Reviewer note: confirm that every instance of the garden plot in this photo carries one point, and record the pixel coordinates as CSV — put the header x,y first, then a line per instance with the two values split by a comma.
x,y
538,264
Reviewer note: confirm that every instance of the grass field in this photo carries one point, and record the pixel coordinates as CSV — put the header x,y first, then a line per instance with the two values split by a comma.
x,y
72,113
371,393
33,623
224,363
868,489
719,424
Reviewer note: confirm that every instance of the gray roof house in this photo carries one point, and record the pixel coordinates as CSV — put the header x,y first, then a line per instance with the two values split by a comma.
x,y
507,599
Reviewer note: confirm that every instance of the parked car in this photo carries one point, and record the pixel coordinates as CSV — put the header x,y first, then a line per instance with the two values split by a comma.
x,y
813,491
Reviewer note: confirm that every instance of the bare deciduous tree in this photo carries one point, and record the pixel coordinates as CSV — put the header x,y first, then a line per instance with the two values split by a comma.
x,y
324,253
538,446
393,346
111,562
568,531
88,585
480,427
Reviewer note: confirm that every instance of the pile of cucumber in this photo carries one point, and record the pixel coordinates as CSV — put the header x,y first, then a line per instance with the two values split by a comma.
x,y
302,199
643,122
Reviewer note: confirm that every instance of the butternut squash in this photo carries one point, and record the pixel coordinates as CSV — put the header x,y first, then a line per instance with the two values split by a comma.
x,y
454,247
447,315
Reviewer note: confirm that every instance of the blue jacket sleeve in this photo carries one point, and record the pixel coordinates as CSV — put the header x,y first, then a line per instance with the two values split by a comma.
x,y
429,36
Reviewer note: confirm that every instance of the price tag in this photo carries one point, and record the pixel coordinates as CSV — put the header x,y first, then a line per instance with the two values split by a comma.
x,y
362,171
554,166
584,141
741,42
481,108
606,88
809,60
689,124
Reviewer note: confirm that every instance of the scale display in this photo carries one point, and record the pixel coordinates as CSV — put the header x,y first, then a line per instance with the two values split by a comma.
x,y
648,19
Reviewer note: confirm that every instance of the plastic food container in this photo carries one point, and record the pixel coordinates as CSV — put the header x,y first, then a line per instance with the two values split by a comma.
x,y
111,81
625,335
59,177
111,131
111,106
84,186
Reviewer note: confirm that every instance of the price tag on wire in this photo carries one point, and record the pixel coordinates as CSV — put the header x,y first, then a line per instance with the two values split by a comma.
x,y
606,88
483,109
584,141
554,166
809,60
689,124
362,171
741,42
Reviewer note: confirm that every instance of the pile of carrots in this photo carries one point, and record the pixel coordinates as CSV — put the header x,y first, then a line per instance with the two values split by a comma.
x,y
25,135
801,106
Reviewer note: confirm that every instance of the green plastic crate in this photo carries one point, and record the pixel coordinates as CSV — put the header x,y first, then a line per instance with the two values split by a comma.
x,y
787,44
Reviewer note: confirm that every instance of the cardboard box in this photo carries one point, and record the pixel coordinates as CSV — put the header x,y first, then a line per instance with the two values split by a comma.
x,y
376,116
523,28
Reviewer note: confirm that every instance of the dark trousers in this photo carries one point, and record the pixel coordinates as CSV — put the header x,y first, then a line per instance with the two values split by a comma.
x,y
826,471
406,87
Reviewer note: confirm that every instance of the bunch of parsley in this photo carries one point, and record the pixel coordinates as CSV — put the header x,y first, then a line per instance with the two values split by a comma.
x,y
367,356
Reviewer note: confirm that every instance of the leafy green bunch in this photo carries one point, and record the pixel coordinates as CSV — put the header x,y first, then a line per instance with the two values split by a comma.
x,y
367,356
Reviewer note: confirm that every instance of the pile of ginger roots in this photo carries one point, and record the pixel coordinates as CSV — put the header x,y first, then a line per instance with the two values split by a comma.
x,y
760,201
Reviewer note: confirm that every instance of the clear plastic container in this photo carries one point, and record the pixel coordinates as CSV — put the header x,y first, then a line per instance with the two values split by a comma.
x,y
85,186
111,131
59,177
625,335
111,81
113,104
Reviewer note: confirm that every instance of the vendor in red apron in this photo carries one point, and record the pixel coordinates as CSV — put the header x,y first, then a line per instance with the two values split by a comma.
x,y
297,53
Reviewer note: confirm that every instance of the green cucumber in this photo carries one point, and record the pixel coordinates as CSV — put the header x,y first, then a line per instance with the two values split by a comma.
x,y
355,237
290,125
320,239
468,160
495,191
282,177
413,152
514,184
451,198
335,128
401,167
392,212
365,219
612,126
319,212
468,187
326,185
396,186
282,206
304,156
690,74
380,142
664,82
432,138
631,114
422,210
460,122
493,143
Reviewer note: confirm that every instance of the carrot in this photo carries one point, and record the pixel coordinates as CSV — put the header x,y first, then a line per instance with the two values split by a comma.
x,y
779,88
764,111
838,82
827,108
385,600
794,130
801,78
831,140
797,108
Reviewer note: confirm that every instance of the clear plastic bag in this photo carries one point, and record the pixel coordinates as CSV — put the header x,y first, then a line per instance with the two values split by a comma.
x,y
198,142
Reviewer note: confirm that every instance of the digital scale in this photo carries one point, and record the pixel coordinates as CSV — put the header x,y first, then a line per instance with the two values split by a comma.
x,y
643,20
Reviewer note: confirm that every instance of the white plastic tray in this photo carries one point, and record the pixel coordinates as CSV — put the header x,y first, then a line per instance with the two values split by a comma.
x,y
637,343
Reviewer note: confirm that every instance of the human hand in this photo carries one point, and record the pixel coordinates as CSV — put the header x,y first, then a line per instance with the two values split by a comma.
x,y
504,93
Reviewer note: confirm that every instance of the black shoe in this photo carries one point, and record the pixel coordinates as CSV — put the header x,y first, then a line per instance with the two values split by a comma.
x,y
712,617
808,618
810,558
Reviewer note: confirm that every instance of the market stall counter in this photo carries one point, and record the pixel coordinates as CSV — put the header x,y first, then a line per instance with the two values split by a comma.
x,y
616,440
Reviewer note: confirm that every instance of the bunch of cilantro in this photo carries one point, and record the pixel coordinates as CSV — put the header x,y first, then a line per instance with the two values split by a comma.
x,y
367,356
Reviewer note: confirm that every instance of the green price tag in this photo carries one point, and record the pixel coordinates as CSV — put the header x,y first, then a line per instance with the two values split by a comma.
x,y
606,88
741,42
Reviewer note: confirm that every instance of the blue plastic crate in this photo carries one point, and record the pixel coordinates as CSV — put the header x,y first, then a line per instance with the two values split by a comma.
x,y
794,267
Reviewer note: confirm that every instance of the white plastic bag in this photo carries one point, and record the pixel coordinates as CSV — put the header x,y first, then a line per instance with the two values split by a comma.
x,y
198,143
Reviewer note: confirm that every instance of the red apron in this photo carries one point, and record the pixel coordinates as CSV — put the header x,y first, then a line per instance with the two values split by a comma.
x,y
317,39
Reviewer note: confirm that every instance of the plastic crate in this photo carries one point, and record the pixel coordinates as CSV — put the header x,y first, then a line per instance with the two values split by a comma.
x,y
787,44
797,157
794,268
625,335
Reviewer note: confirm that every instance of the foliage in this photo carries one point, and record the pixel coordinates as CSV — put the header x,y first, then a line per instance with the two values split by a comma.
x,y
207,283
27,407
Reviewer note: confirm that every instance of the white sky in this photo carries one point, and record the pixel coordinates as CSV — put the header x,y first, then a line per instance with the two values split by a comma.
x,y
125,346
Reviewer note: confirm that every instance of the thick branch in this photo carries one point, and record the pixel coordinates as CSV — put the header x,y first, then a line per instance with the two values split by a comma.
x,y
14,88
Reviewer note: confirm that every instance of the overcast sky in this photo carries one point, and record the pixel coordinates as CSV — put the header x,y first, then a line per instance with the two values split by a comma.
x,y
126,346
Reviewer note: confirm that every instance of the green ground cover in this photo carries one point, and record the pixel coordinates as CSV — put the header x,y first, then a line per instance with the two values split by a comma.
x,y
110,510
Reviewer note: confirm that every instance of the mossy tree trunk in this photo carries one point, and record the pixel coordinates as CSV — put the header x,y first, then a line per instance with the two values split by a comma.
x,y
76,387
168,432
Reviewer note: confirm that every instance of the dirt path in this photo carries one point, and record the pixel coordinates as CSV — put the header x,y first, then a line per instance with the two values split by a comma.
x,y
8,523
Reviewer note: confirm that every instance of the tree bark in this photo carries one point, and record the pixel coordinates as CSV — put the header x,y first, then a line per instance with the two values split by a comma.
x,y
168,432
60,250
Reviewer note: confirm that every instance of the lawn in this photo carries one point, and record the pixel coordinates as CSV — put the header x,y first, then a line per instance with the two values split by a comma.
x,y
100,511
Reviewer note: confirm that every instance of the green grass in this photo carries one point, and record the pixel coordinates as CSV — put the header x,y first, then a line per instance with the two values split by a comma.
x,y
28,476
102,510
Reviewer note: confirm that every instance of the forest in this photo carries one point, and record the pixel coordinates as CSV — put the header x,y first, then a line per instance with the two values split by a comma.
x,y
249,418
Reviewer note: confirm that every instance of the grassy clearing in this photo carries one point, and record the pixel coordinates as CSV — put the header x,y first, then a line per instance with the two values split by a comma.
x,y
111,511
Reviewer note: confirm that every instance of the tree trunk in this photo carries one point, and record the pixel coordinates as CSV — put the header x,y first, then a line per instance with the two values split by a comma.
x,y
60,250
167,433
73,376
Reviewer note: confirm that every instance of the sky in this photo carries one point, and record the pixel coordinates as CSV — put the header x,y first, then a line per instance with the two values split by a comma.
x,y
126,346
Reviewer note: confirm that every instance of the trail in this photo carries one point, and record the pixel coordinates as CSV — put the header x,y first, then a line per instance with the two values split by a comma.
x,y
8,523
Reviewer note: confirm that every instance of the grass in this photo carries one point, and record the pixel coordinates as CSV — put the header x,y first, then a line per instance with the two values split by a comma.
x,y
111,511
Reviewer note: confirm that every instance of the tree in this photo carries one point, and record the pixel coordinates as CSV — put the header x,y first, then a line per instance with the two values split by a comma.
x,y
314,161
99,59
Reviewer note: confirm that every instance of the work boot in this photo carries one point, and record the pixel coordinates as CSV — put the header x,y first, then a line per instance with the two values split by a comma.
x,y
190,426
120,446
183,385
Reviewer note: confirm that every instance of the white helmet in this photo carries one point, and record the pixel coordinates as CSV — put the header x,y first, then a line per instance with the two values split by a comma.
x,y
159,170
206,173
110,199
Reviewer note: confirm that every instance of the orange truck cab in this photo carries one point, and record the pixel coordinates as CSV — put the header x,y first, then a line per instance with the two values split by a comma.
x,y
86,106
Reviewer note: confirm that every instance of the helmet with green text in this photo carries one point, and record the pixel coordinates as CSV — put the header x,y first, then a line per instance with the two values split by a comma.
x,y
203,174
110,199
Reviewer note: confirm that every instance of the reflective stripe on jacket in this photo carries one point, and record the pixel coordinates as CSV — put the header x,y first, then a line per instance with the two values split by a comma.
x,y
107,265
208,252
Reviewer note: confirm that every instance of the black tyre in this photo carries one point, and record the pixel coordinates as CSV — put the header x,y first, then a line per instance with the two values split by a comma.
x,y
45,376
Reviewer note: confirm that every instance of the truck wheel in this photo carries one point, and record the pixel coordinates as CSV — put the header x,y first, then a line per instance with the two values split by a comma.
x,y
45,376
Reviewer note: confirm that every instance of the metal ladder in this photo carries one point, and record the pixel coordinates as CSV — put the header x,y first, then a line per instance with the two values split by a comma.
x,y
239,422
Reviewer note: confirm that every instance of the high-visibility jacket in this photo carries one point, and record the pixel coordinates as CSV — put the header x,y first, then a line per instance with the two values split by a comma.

The request ->
Return the lines beginning at the one that contains "Reviewer note: confirm that every instance of the reflective" and continuing through the last line of the data, exactly as they stand and without any others.

Completed exercise ->
Reviewer note: confirm that every instance of the reflective stripe on jacket in this photo carries one point, and record the pixel coordinates as CSV — put the header x,y first, then a line per instance with the two values split by a comma.
x,y
107,265
208,252
Reviewer note: confirm that every instance of the black tyre in this photo carries one point, and record the pixel coordinates as CSV — put the header x,y first, then a line per instance with the two values split by a comma.
x,y
45,376
Reviewer note: confirm that every instance of the truck wheel in this photo carries one point, and record the pixel coordinates as CSV — put the header x,y first, then a line per instance with the two values split by a comma.
x,y
45,376
Reviewer note: confirm that every instance of the metal ladder in this photo carries one point, and record the pixel coordinates as CSV — put the header x,y first, then a line per instance with the two values split by a comma.
x,y
239,422
Reviewer note: confirm that every instance of the high-visibility jacket in this photo carries one point, and record the pixel coordinates as CSV — put the header x,y first, then a line per instance with the two values split by a comma.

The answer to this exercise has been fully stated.